> [EXERCISE REQUIREMENTS]: Every record below should be printed exactly as given.

--- start ---

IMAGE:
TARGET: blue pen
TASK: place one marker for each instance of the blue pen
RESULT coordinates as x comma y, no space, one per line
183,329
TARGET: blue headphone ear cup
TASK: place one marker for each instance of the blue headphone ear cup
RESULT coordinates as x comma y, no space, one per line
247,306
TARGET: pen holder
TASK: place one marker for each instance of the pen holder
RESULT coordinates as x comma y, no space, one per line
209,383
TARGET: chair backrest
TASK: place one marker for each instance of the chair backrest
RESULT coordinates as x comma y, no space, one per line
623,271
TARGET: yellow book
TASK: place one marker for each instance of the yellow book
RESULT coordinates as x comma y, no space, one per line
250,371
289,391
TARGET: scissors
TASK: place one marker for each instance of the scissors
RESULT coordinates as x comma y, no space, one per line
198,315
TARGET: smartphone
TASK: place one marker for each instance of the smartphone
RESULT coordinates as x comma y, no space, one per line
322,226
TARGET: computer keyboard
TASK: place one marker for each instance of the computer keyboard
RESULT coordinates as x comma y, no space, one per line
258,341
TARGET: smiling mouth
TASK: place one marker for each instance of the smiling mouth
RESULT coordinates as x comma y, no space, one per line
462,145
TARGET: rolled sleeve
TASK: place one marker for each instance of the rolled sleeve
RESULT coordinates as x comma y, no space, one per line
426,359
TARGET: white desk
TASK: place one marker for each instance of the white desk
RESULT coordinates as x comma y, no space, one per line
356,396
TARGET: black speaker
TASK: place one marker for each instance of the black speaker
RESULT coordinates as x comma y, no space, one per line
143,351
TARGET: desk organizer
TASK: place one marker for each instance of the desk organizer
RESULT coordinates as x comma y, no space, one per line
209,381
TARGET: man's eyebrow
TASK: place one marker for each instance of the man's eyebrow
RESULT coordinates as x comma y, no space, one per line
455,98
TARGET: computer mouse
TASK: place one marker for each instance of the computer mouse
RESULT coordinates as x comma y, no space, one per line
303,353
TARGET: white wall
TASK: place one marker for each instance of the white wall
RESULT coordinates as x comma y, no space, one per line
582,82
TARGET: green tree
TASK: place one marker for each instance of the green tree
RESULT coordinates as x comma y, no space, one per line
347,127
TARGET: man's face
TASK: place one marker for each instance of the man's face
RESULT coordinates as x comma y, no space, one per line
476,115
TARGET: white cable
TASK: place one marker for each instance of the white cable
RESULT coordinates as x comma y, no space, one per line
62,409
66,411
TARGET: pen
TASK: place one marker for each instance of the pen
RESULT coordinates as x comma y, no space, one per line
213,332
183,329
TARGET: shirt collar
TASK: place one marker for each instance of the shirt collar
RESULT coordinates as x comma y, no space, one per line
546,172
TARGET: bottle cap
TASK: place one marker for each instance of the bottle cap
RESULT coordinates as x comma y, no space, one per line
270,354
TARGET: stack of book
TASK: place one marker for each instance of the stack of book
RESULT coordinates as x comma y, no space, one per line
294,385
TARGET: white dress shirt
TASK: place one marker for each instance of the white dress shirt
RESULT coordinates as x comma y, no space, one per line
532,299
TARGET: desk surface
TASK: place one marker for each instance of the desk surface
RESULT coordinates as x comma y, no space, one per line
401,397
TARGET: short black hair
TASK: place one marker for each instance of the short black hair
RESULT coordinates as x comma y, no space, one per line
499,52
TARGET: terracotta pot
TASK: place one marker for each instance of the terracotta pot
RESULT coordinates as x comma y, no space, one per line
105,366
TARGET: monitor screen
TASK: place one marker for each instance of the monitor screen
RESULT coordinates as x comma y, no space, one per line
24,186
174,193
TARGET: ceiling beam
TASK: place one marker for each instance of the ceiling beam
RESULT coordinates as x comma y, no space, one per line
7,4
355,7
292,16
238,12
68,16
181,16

--- end ---

> [ANSWER TO THE TASK]:
IMAGE:
TARGET: blue pen
TASK: place one marker for each instance of the blue pen
RESULT coordinates as x comma y, no space, one per line
183,329
TARGET: blue headphone ear cup
TASK: place one marker for each instance of the blue headphone ear cup
RESULT coordinates as x comma y, no space, one per line
247,306
TARGET: pen holder
TASK: place one marker for each instance of the pen holder
RESULT coordinates as x comma y, no space, one per line
209,383
TARGET: chair backrest
TASK: place one marker for each instance of the chair backrest
RESULT coordinates as x comma y, no space, one per line
623,271
TARGET: yellow book
TASK: place one marker for each instance of the yellow book
RESULT coordinates as x comma y, no space, one per line
250,371
289,391
TARGET: scissors
TASK: place one marker for each instance of the scissors
RESULT coordinates as x comma y, no space, one per line
198,315
TARGET: smartphone
TASK: place one marker for each instance of the smartphone
RESULT coordinates as x comma y, no space, one per line
322,226
TARGET: computer keyboard
TASK: place one marker for each instance of the computer keyboard
RESULT coordinates as x comma y, no space, one per line
258,341
TARGET: smiling mouth
TASK: place one marker for each instance of the smiling mouth
RESULT coordinates as x comma y, no space, one per line
462,145
TARGET: rolled sleeve
TASK: place one marker for each instance of the rolled sleeve
RESULT coordinates as x comma y, no space, one per line
426,359
TARGET: white desk
TASK: place one marker for each instance of the white desk
RESULT coordinates as x comma y, no space, one per line
356,396
TARGET: black speaker
TASK: place one marker for each instance of the black speaker
RESULT coordinates as x comma y, no space, one per line
143,351
TARGET: desk organizer
TASK: place one marker for each instance of the desk organizer
RESULT coordinates as x comma y, no space, one per line
209,381
TARGET: man's eyebrow
TASK: place one marker for each instance of the man's eyebrow
RESULT coordinates as x comma y, no space, one per line
455,98
TARGET: computer mouse
TASK: place one marker for each instance of the computer mouse
RESULT coordinates as x comma y, no space, one per line
303,353
TARGET: white wall
TASK: place one marker for each instance of the white wall
RESULT coordinates as x comma y, no space, one per line
582,82
TARGET: green tree
TASK: place one marker for each instance of the green tree
RESULT coordinates as x comma y, no space, one per line
347,127
TARGET: man's face
TASK: place one marker for each instance of the man's face
RESULT coordinates as x comma y, no space, one per line
476,115
TARGET: white cable
TASK: place one marker for each instance of the white cable
RESULT coordinates as x comma y, no space, one per line
62,409
66,411
TARGET: pen
TASK: place one marker for each instance of the pen
RESULT coordinates as x comma y, no space, one per line
213,332
183,329
TARGET: shirt collar
TASK: place one marker for each instance of the shirt collar
RESULT coordinates as x comma y, no space, one per line
546,172
TARGET: bottle cap
TASK: place one marker for each instance of the bottle cap
RESULT coordinates as x comma y, no space, one per line
270,354
TARGET: stack of book
TASK: place one marker for each instance of the stack of book
RESULT coordinates as x comma y, no space, one per line
294,385
TARGET: white dress shirt
TASK: place one marker for each instance of the white dress shirt
RESULT coordinates as x comma y, no space, one per line
532,299
TARGET: desk surface
TASK: place one marker for each instance of the desk surface
RESULT coordinates as x comma y, no space, one per line
401,397
TARGET: short black hair
TASK: place one marker for each instance of the short black hair
RESULT coordinates as x comma y, no space, one per line
499,52
TARGET: terracotta pot
TASK: place one marker for each instance of the terracotta pot
RESULT coordinates as x comma y, no space, one per line
105,366
TARGET: monitor screen
TASK: place one marker for each instance of the monitor screen
RESULT coordinates as x comma y, no space, one per line
24,186
174,193
TARGET: ceiling beam
TASK: place one marker for each instance of the ceiling beam
RESULT coordinates as x comma y, no space, one per line
7,4
355,7
292,16
238,12
68,16
181,16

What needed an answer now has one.